Deconstructing milk yield and composition during lactation using biologically based lactation models.

A recently developed biological model of lactation described changes in daily milk yield throughout lactation as the result of 3 processes, secretory cell differentiation, cell death, and secretion rate per cell. This paper extends the model to describe the production of milk components (fat, protein, lactose, and water) throughout lactation by replacing milk secretion rate of the original model with the secretion rates of the four components. The milk component model approach was used to examine the relationship between milk yield and the major determinants of its production, using the secretion of milk components throughout lactation. Newly derived models were tested on 461 lactations from a single Holstein herd and used to estimate variability of secretion rates throughout lactation. Because the pattern of cell numbers throughout lactation is not precisely known, an alternative pattern of cell numbers was modeled and the concomitant change in secretion rates outlined. Fat secretion rate was the most variable, as measured by its weekly coefficient of variation throughout lactation. Secretion rates of lactose and water were nearly constant throughout lactation and highly correlated (0.94). Fat and protein secretion rates also were well correlated (0.53). The known biochemistry of milk component production related well to the secretion rate observations derived from the model. Lactose secretion rate and numbers of active secretory cells primarily determined daily milk yield.

** AVAILABLE DATA **

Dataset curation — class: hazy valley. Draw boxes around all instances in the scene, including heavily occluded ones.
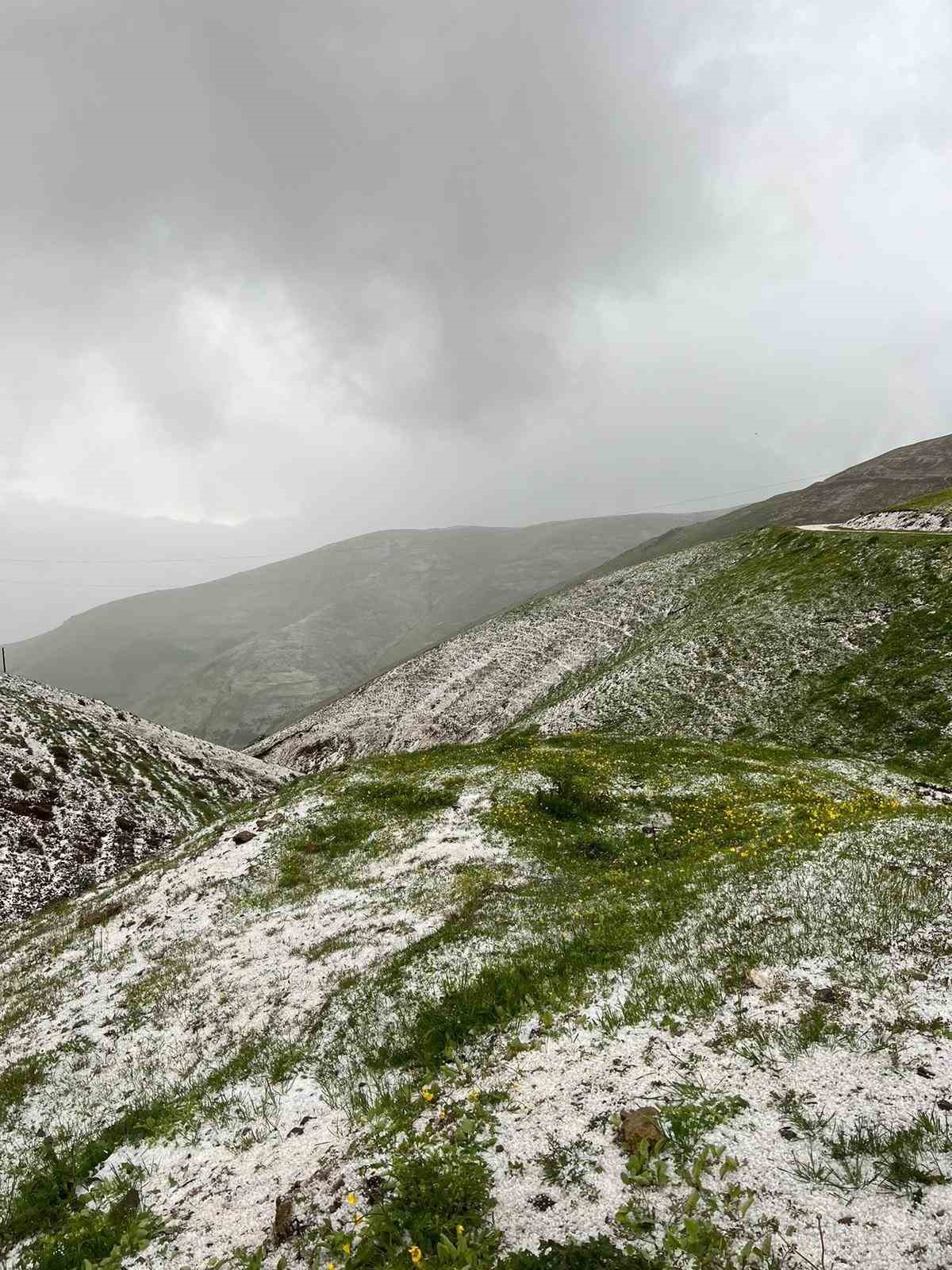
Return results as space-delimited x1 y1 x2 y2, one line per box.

** EXERCISE INSTRUCTIONS **
Answer these from the lactation model abstract, one line each:
(a) On how many lactations were the newly derived models tested, and from what herd?
(b) Which milk component's secretion rate was the most variable?
(c) What correlation is given between the secretion rates of lactose and water?

** WRITTEN SOLUTION **
(a) 461 lactations from a single Holstein herd
(b) Fat
(c) 0.94